- _What the task asks_: For each record here, output an exact copy.

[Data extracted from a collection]
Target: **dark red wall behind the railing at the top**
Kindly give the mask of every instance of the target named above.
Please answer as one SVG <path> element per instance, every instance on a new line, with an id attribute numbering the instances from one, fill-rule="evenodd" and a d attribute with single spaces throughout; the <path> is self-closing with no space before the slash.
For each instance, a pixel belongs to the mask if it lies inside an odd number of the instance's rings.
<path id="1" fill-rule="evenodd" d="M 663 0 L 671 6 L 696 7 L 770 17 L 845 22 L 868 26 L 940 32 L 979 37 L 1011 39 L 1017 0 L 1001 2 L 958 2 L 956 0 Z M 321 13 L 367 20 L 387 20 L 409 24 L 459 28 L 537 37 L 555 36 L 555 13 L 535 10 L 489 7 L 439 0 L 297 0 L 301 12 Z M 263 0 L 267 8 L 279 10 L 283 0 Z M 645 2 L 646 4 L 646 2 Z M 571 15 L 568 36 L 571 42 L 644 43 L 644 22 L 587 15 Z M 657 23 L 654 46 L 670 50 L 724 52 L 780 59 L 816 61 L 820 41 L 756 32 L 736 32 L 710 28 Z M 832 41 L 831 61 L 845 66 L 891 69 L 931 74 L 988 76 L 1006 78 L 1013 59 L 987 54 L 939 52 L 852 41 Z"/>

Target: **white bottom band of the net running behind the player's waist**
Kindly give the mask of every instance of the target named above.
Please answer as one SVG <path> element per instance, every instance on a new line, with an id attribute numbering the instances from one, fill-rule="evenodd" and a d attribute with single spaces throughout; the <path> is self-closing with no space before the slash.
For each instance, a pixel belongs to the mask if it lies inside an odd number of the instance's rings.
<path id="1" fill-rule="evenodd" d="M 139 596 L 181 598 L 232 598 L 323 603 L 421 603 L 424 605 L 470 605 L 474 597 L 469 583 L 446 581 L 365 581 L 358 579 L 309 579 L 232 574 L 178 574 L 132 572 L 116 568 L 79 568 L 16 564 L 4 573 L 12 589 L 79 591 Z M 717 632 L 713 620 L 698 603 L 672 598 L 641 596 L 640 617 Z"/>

- _Expected answer_:
Target: **dark red wall behind the railing at the top**
Kindly give the mask of every instance of the target named above.
Please answer as one SVG <path> element per instance, every instance on a new line, with an id attribute numbering the instances from one, fill-rule="evenodd" and a d attribute with single spaces throughout; the <path> is self-closing with no space before the slash.
For each instance, a pixel belongs to the mask if it lies inside an odd number of the instance's rings.
<path id="1" fill-rule="evenodd" d="M 663 0 L 671 6 L 696 7 L 770 17 L 845 22 L 868 26 L 940 32 L 979 37 L 1011 39 L 1017 0 L 1001 2 L 958 2 L 956 0 Z M 321 13 L 367 20 L 387 20 L 409 24 L 459 28 L 537 37 L 555 36 L 555 13 L 535 10 L 489 7 L 439 0 L 297 0 L 301 12 Z M 263 0 L 267 8 L 279 10 L 283 0 Z M 645 2 L 646 4 L 646 2 Z M 571 15 L 568 36 L 571 42 L 644 43 L 644 22 L 587 15 Z M 657 23 L 654 46 L 670 50 L 724 52 L 780 59 L 816 61 L 820 41 L 756 32 L 736 32 L 710 28 Z M 832 41 L 831 61 L 845 66 L 891 69 L 931 74 L 988 76 L 1006 78 L 1013 59 L 987 54 L 939 52 L 852 41 Z"/>

Target: **white bottom band of the net running behind the player's waist**
Kindly give the mask of every instance of the target named above.
Please answer as one SVG <path> element per instance, every instance on a new line, with an id attribute numbering the instances from one, fill-rule="evenodd" and a d attribute with single spaces throughout; the <path> is self-closing with no space before the slash.
For each instance, a pixel belongs to the mask if it lies inside an odd number of the instance's rings.
<path id="1" fill-rule="evenodd" d="M 139 596 L 181 598 L 232 598 L 323 603 L 421 603 L 424 605 L 470 605 L 474 597 L 469 583 L 446 581 L 365 581 L 358 579 L 309 579 L 232 574 L 178 574 L 132 572 L 116 568 L 79 568 L 16 564 L 4 573 L 12 589 L 79 591 Z M 717 632 L 713 620 L 698 603 L 672 598 L 641 596 L 640 617 Z"/>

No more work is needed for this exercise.